(Data entries)
==========
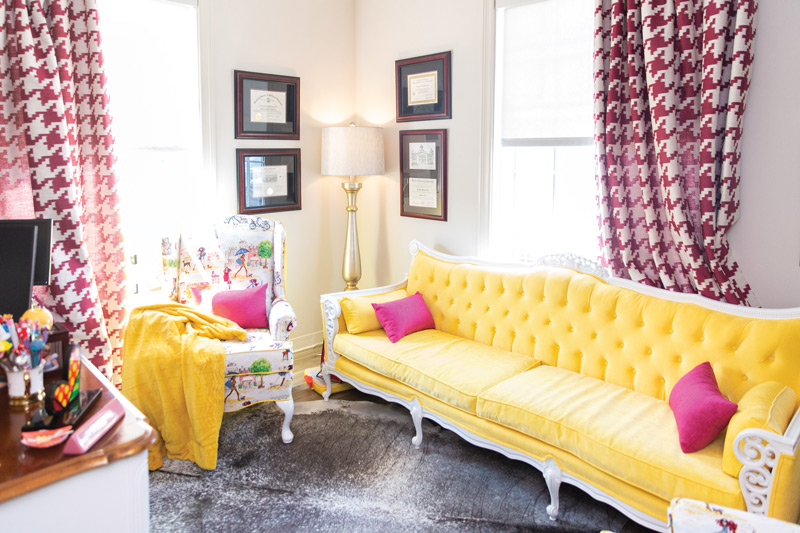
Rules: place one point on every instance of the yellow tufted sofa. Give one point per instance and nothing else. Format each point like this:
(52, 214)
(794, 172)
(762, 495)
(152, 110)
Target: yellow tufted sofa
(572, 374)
==========
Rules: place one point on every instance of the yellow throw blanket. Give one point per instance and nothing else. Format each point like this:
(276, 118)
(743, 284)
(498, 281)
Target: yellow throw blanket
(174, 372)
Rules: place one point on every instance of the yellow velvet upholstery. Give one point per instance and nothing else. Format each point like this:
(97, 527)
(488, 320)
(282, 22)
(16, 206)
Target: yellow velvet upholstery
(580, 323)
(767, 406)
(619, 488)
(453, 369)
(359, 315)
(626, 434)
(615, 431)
==========
Problem to work on:
How many lines in the material above contain the word "sofa"? Reply with the number alone.

The answer:
2